CHALLENGE. In the forum thread on Pekin Bantams below, list every name that the original poster gives to one of their own birds.

# My Pekin Bantams



## Richard_Richard (Apr 22, 2005)

This is Elzude my Black Pekin Bantam! She's a lovely friendly bird who loves to sit on my shoulder and walk around the garden looking down on all the other birds!










This Raina my Buff Pekin Bantam! She's quite a new member of my flock but seems to have a quiet, curious nature about her and with time I think she'll be very friendly!










Here is Jennesyn and Moiwyn my White and other Black Pekin Bantams! These are the two original ones I bought and they inspired me to buy more and soon begin setting up a breeding program for them!

Anyone else keep Pekin Bantams? Or just chickens? I'd love to see some pics!


----------



## Pigeonpal2002 (Jul 27, 2002)

Hi Richard and welcome to Pigeon Talk


Your bantams and little chicks are simply adorable. There is one member here (in particular) that I know is gonna LOVE these pictures!  Wait till she sees them!


Thanks for sharing these pictures with us of your lovely chickens and their sweet little ones


----------



## Motherlodelofts (Oct 9, 2004)

I have a trio of Silver SeaBrights , a pair of white Japs and a trio of Game Bantams. Nice looking birds you have there.

Scott


----------



## TAWhatley (Mar 6, 2001)

Loved all your chicken pictures Richard! Thanks for sharing them!

Terry


----------



## pigeonmama (Jan 9, 2005)

We have Seramas, black rose combs, Spitzhaubens, silkies, bantam araucanas, Belgian D'anvers, Dutch, Columbian rocks, pencilled rocks, and two hen turkeys, along with my pigeons. Oh, throw in 2 cats and a crazy dog(whippet). No wonder I have to work, I have so many mouths to feed. Oops, I forgot the button quail  
Daryl


----------



## gws_1963 (Apr 17, 2005)

Nice little chickies.... we call that breed 'Cochin' here in the USA

I had a pair of them back when I was a teenager, they were white. The hen, 'Daisy' was the friendliest bird I ever had, totally tame, and would even come when I called her name. She didnt mind being held at all, and would cluck and sing merrily away.


----------



## Richard_Richard (Apr 22, 2005)

Yes it what makes them such great pets. Most normal chickens, although they can be tamed, will never let you touch them. Where as these Pekin Bantams even fly up onto my shoulder if I'm sitting down of crouched over cleaning. They're comical little things with their feathered feet and bushy tail.


----------

DATA PROVIDED.
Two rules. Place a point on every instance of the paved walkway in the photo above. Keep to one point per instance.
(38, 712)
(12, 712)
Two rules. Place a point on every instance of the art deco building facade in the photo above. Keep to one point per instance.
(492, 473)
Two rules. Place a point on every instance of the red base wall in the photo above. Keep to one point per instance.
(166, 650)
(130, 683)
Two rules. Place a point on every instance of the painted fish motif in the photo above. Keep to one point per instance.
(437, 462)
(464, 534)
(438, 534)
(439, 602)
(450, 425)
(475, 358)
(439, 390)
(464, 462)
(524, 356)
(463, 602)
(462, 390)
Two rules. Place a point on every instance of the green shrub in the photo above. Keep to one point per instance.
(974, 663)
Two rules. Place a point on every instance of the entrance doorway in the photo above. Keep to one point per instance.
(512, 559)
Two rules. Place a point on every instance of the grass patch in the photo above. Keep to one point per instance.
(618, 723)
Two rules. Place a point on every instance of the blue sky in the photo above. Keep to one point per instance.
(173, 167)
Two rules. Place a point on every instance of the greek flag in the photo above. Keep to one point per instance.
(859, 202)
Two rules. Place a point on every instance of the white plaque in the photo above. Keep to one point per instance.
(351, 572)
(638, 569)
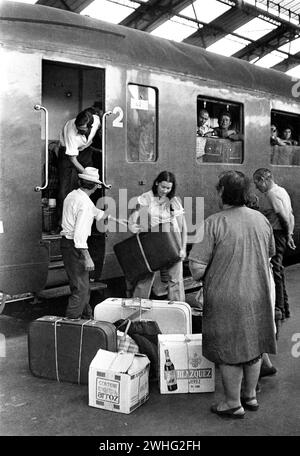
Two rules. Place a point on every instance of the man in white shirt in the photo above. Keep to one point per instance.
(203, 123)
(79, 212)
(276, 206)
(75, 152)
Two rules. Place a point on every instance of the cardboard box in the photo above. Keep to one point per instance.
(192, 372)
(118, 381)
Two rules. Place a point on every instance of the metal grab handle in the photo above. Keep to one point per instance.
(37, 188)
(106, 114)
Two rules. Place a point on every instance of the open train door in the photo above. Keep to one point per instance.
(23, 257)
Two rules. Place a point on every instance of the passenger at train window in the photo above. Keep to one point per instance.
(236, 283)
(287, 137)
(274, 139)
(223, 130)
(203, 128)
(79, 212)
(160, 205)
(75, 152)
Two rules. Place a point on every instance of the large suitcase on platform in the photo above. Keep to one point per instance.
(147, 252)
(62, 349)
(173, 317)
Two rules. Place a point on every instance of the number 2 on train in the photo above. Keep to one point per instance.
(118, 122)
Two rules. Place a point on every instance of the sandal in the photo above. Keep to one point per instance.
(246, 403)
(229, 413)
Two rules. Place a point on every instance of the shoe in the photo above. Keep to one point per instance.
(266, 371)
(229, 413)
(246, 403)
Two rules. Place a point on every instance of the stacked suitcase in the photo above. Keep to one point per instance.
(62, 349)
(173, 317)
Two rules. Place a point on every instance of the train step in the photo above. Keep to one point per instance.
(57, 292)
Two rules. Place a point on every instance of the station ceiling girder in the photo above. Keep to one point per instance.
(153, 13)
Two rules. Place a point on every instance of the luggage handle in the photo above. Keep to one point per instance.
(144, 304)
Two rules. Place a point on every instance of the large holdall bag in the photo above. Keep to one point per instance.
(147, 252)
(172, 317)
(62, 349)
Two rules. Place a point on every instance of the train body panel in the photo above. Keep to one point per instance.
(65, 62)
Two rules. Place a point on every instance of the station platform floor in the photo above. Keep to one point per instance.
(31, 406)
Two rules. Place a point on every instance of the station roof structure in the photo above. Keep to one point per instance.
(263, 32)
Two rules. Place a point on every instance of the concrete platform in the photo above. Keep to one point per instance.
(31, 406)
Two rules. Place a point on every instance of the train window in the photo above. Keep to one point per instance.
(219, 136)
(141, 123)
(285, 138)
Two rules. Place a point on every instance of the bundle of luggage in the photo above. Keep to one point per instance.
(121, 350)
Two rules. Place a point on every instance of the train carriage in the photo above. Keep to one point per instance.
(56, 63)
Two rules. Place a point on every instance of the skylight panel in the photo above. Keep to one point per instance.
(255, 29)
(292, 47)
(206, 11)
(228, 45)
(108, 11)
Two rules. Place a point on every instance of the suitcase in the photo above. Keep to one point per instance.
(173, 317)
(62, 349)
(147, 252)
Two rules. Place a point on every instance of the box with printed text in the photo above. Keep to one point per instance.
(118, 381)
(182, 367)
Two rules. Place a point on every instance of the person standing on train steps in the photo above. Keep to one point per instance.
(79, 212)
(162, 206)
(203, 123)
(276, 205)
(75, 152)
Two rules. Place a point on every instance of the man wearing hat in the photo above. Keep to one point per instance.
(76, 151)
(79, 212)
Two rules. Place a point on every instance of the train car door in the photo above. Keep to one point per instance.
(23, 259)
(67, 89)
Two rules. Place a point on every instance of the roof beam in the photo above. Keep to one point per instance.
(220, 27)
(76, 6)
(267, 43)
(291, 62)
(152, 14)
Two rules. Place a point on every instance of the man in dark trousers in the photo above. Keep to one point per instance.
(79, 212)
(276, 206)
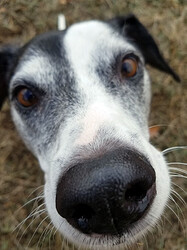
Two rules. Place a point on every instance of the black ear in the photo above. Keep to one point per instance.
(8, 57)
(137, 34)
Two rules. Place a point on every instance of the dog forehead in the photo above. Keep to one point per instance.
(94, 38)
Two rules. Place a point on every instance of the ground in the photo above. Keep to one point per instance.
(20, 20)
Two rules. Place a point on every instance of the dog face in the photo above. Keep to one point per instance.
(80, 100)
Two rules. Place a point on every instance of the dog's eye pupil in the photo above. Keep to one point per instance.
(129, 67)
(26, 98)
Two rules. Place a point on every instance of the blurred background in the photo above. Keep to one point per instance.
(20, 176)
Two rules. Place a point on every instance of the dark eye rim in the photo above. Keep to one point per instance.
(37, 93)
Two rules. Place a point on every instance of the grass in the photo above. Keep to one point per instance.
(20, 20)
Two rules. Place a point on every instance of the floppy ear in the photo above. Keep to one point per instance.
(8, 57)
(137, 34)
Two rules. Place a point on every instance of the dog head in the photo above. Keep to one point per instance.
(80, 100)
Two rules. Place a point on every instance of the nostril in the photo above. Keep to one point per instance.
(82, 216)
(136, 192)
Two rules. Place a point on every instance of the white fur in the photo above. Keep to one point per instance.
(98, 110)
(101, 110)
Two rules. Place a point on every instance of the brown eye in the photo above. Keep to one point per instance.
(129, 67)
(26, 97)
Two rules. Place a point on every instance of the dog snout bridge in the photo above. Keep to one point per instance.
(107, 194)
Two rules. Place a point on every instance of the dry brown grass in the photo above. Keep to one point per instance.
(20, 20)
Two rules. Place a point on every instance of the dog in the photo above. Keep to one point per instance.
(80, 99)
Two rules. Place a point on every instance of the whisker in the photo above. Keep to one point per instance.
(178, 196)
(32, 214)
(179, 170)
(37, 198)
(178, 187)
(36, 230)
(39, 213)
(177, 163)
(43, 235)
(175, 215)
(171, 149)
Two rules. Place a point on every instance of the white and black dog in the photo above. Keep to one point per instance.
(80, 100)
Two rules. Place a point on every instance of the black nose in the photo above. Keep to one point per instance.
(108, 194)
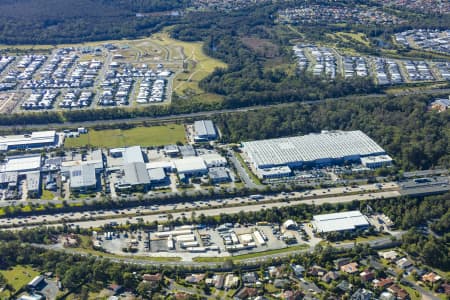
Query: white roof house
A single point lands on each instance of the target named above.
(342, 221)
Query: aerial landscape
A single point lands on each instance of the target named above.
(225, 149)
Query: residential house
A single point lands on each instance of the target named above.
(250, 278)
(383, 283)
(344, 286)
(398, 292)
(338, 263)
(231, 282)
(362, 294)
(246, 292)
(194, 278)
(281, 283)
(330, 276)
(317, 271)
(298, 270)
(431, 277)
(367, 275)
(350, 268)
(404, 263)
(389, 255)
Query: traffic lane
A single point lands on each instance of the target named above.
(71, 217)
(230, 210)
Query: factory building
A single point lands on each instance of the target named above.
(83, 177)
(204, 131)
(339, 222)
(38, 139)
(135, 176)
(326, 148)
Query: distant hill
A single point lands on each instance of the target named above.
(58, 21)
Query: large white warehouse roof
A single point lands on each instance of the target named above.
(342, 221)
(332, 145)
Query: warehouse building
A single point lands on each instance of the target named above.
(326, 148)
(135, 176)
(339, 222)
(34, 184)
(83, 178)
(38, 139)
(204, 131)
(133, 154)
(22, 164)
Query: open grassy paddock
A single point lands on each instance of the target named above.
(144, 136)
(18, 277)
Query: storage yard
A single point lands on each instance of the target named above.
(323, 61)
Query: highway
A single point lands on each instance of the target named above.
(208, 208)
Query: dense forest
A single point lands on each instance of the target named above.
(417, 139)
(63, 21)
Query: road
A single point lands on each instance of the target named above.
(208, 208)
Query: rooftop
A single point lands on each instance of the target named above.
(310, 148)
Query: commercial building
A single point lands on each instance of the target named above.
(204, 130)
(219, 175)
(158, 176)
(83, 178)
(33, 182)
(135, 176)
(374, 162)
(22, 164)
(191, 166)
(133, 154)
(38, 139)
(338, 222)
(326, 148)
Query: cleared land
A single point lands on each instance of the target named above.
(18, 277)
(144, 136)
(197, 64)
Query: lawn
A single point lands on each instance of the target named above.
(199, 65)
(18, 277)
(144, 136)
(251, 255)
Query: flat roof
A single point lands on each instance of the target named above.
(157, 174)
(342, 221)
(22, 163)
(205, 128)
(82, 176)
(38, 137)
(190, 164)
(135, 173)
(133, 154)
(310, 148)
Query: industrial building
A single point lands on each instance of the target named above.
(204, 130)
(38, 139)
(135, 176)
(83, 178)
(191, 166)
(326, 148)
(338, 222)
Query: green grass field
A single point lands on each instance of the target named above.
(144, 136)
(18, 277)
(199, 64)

* * *

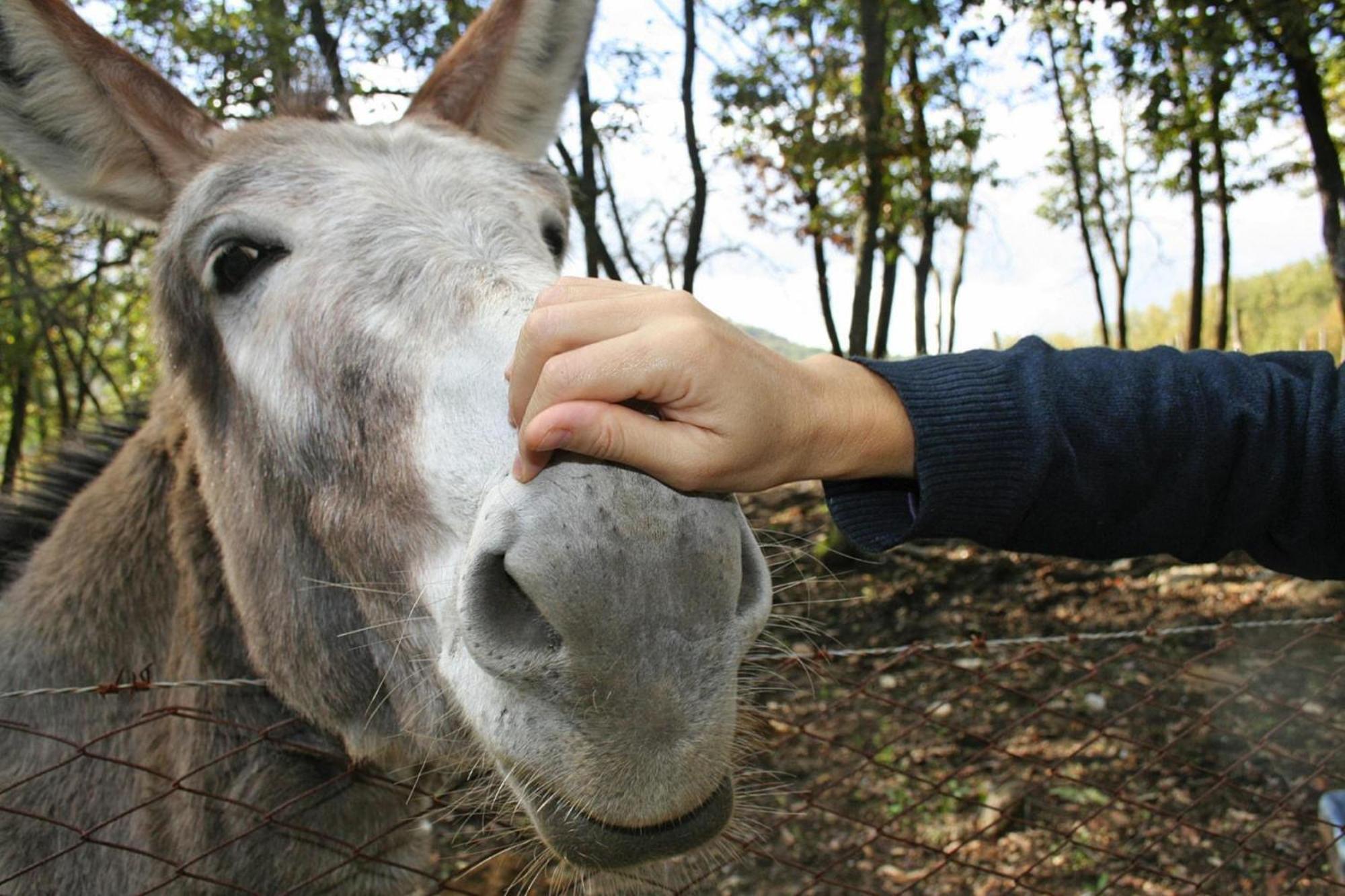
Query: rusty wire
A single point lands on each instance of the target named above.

RESULT BELOW. Elzude, Raina, Jennesyn, Moiwyn